## Instructions
• a. Reproduce the part of the article on "Smooth Criminal" starting at "Composition" and ending at "on the dummy.".
• b. According to the article on "Smooth Criminal," who directed the song's music video?
• c. Using the article on "Smooth Criminal," decide whether each statement agrees with it, answering yes or no and quoting the words that settle it: (i) Jackson produced the song by himself. (ii) The song is in the key of A minor. (iii) The song reached number one on the Billboard Hot Black Singles chart.

## Passage given
---+---

"Smooth Criminal" is a song by the American singer Michael Jackson, released on November 14, 1988, as the seventh single from his seventh album, Bad (1987). It was written by Jackson and produced by Jackson and Quincy Jones. The lyrics address a woman who has been attacked in her apartment by a "smooth criminal". The refrain "Annie, are you OK?" was inspired by Resusci Anne, a dummy used in CPR training.

The music video for "Smooth Criminal", which premiered on MTV on October 13, 1988, is the centerpiece of the 1988 film Moonwalker. The 1930s setting and Jackson's white suit and fedora pay tribute to the Fred Astaire musical comedy film The Band Wagon. In the video, Jackson and the dancers perform an apparently physically impossible "anti-gravity lean".

"Smooth Criminal" reached number seven on the Billboard Hot 100, becoming the sixth top-10 single from Bad. It reached number two on the Billboard Hot Black Singles chart. It was certified double platinum by the Recording Industry Association of America (RIAA). The song reached number one in Belgium, Iceland, the Netherlands, and Spain.

Retrospective reviews have described it as one of Jackson's best songs. Rolling Stone wrote that it was "his best blend of R&B groove and rock edginess, and a turning point in his shift toward darker, harder-edged material". It has appeared on numerous greatest hits albums and was performed on all of Jackson's solo tours. "Smooth Criminal" was re-released in 2006 as a single as a part of Jackson's Visionary: The Video Singles boxset.

Composition
"Smooth Criminal" evolved from an earlier song written by Jackson, "Al Capone" (named after real life gangster Al Capone), released on the 2012 reissue Bad 25. It is in the key of A minor, and Jackson's vocal spans from G3 to C6. The lyrics describe a narrator who finds a bloodstained carpet and an unconscious body. The chorus refrain, "Annie, are you OK?", was inspired by Resusci Anne, a dummy used in cardiopulmonary resuscitation training. Trainees learn to say "Annie, are you OK?" while practicing resuscitation on the dummy.

Release
"Smooth Criminal" peaked at number seven on the Billboard Hot 100, becoming the sixth top 10 single from Bad. It is certified 2× platinum by the Recording Industry Association of America, and platinum by the British Phonographic Industry. The song reached number one in Belgium, Iceland, the Netherlands and Spain and the top 10 in Denmark, France, Germany, Ireland, Italy, Switzerland and the UK.

Music video
 Jackson asked Vincent Paterson to conceive a concept for the short film. Paterson listened to the unfinished song and came up with the concept of a 1930s gangster club. Vincent Paterson, who was a lead dancer in the music videos for "Beat It" and "Thriller", co-choreographed the "Smooth Criminal" video with Jackson and Jeffrey Daniel of the soul music group Shalamar. The video and Jackson's white suit and fedora pay tribute to the Fred Astaire musical comedy film The Band Wagon, particularly the "Girl Hunt Ballet" (itself inspired by the novels of Mickey Spillane) scene. The video, directed by Colin Chilvers, was shot between mid-February and April 1987 at Culver City, California, and in the backlot at Universal Studios Hollywood and premiered on MTV on the night of October 13, 1988.

---+---

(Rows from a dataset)
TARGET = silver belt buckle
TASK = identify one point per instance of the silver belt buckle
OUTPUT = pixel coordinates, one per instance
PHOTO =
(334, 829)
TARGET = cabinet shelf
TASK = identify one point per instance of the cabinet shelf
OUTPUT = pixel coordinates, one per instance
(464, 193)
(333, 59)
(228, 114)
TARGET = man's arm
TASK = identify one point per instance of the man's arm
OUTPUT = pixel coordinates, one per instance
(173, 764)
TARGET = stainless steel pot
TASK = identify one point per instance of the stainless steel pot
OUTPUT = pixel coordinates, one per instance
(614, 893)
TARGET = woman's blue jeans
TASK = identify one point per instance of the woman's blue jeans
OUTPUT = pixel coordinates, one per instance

---+---

## Responses
• a.
Composition
"Smooth Criminal" evolved from an earlier song written by Jackson, "Al Capone" (named after real life gangster Al Capone), released on the 2012 reissue Bad 25. It is in the key of A minor, and Jackson's vocal spans from G3 to C6. The lyrics describe a narrator who finds a bloodstained carpet and an unconscious body. The chorus refrain, "Annie, are you OK?", was inspired by Resusci Anne, a dummy used in cardiopulmonary resuscitation training. Trainees learn to say "Annie, are you OK?" while practicing resuscitation on the dummy.

• b. Colin Chilvers

• c.
(i) No: "produced by Jackson and Quincy Jones"
(ii) Yes: "It is in the key of A minor"
(iii) No: "It reached number two on the Billboard Hot Black Singles chart"